= WHAT THE EXERCISE ASKS =
Reproduce every one of the following rows word for word, without changing anything.

— start of DATA RECORDS —

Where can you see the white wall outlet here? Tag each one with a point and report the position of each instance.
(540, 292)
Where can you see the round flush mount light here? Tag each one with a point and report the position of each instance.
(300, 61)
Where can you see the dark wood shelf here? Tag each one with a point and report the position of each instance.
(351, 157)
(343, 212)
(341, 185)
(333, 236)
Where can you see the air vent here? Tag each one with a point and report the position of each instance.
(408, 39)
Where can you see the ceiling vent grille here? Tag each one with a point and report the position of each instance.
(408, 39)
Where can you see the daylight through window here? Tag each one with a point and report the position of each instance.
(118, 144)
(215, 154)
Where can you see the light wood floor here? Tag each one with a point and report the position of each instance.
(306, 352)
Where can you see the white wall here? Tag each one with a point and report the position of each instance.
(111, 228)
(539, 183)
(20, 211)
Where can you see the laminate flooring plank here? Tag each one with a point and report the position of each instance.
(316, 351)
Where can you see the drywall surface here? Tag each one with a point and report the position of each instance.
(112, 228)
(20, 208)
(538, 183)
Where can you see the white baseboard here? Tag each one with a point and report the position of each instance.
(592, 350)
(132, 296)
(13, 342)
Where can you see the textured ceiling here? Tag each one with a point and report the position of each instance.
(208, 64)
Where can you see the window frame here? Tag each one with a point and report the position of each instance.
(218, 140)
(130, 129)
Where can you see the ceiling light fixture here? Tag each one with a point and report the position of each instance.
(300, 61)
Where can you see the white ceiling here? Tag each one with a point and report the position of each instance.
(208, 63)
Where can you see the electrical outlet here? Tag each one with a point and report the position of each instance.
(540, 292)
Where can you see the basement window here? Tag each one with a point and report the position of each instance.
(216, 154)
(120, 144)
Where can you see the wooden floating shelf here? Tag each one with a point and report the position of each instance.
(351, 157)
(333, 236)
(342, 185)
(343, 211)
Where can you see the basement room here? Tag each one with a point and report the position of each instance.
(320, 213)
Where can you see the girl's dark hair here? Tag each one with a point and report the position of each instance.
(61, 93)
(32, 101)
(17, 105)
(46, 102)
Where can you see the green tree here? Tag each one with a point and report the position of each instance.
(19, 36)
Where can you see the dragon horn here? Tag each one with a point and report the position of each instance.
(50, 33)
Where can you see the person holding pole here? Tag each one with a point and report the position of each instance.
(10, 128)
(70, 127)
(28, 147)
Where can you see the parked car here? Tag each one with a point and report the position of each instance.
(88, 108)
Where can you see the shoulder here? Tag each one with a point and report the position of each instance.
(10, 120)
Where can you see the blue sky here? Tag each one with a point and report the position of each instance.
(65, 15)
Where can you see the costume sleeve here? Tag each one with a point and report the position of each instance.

— end of DATA RECORDS —

= EXERCISE OUTPUT =
Where can you see the white wall outlet here? Tag each one with a point and report the position of each instance.
(540, 292)
Where can you see the round flush mount light here? Tag each one with a point and report the position of each instance.
(300, 61)
Where can you see the dark wood shelf here? Tag each one with a point and report the position of each instance.
(351, 157)
(343, 212)
(341, 185)
(333, 236)
Where can you see the air vent here? Tag each one with a point and report the position of each instance.
(408, 39)
Where can you see the ceiling vent grille here? Tag each one with a point and report the position of each instance.
(408, 39)
Where can you see the daylight through window here? Tag each one with a point and report the position of each instance.
(118, 144)
(215, 154)
Where can you see the light wood floor here? Tag each one with a point and report the position of each instance.
(306, 352)
Where can you see the white wall here? Tag each one with a point and report the position of each instance.
(111, 228)
(539, 183)
(20, 211)
Where can you see the laminate flooring plank here? Tag each one with a point and report the position of each instance.
(316, 351)
Where can you see the drywall surface here? Tag each one with a point and report the position of each instance.
(112, 228)
(20, 208)
(538, 183)
Where can you see the white baseboard here? Tag each one with a point and report the position of each instance.
(592, 350)
(132, 296)
(13, 342)
Where can you see the textured ceiling here? Tag each one with a point and report the position of each instance.
(208, 64)
Where can you see the window frame here? Tag each one with a point and report the position of each instance.
(218, 140)
(130, 129)
Where can you see the ceiling light fixture here? Tag each one with a point and report the position of each instance.
(300, 61)
Where can you see the white ceiling here? Tag each one with a point and report the position of each instance.
(208, 63)
Where can you see the electrical outlet here? Tag each one with a point and report the position of each instance.
(540, 292)
Where can you see the basement window here? Tag each one with a point and report the position of each instance.
(216, 154)
(120, 144)
Where can you see the wooden floating shelf here? Tag each one with a point and report the position of each instance.
(351, 157)
(333, 236)
(342, 185)
(343, 211)
Where can you see the basement room here? Tag each one with a point and report the position of each instance.
(320, 213)
Where can you see the girl's dark hair here? Tag each one with a point and report the position of each instance.
(61, 93)
(32, 101)
(17, 105)
(46, 102)
Where can you see the green tree here? Tag each one with a point and report the position of each instance.
(19, 36)
Where can you see the dragon horn here? Tag each one with a point and report the position of each instance.
(50, 33)
Where can you see the person holding pole here? Tag each one with a point and report the position of each instance.
(10, 128)
(70, 127)
(28, 147)
Where can you see the parked car here? Tag each one with a point and report the position of each instance.
(88, 108)
Where can you see the shoulder here? Tag each one with a point and report the position of each instance.
(10, 120)
Where can you see the blue sky here? Tag each one with a point and report the position of each instance.
(65, 15)
Where can you see the costume sleeve here? Tag each one with a point and report the position of each instance.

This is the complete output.